[WHAT NEEDS TO BE DONE]
Starting at the line that contains "Target: blurred crowd background" and stopping after the line that contains "(1189, 368)", write those records out again with "blurred" replaced by "hazy" and nothing else altered.

[RECORDED INFORMATION]
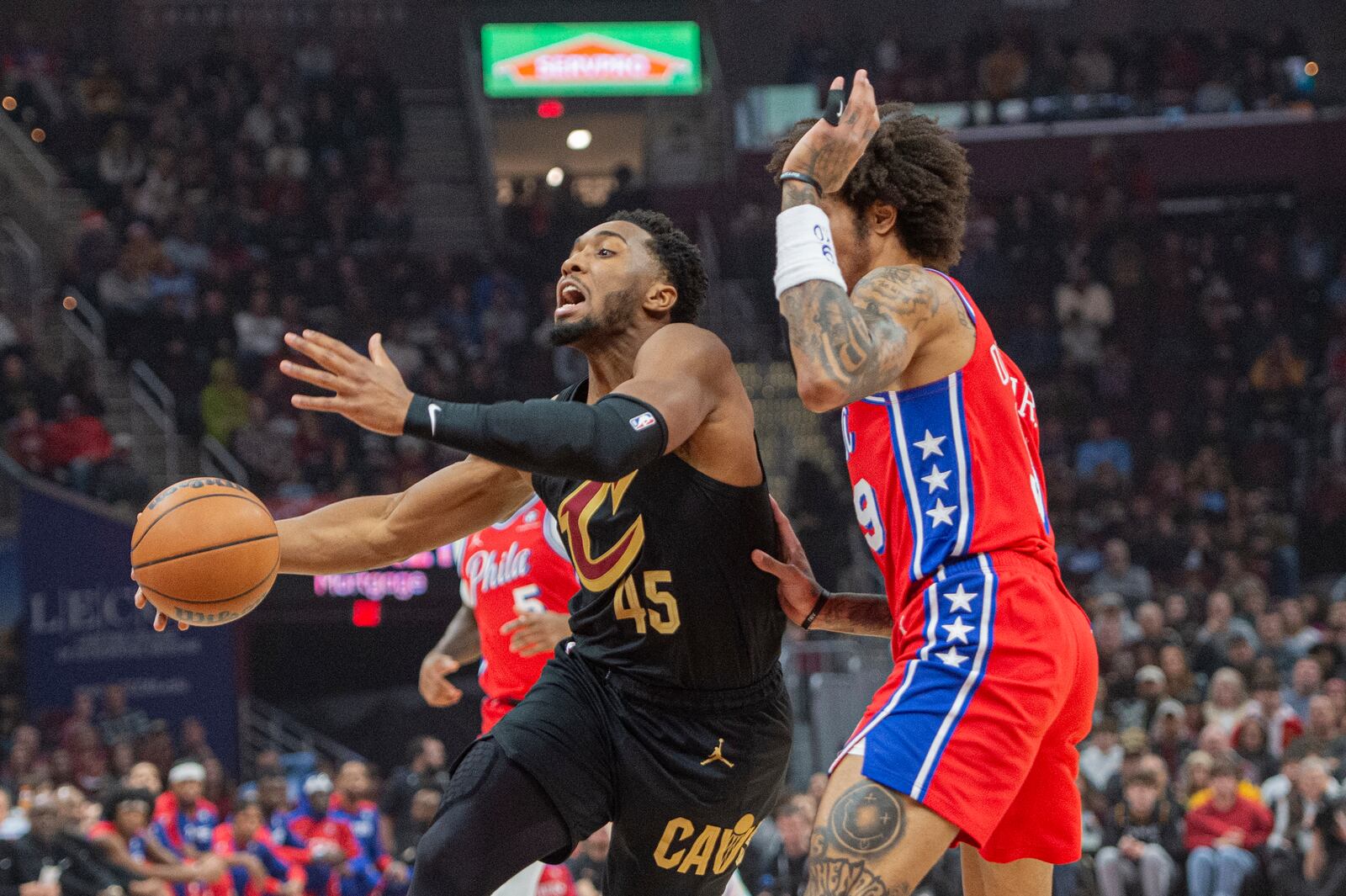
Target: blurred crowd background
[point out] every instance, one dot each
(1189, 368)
...
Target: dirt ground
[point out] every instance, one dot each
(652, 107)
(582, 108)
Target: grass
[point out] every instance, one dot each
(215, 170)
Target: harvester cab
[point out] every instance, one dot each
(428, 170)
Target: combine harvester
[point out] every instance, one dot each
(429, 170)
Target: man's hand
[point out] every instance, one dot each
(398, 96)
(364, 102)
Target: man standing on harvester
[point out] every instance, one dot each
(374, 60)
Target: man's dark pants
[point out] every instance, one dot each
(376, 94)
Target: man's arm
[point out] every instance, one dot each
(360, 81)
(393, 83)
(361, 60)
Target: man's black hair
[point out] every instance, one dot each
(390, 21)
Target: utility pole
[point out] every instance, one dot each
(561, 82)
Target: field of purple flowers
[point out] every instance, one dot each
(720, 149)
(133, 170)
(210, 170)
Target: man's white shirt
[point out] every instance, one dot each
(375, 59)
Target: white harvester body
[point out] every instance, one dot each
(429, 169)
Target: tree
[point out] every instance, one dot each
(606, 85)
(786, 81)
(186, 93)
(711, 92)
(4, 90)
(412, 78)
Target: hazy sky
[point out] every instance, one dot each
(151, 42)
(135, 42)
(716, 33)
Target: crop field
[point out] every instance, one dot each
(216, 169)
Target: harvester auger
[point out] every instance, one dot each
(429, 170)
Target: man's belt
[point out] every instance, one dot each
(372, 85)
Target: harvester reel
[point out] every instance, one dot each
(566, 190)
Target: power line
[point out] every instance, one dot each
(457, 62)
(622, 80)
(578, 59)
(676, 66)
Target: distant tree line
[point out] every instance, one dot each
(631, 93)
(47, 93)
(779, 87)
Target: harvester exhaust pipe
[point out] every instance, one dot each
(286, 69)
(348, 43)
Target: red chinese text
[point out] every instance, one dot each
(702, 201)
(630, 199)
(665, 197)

[SOLUTION FOR THIS PROBLEM]
Target: hazy crowd background
[point out] every instance, one dot each
(1189, 368)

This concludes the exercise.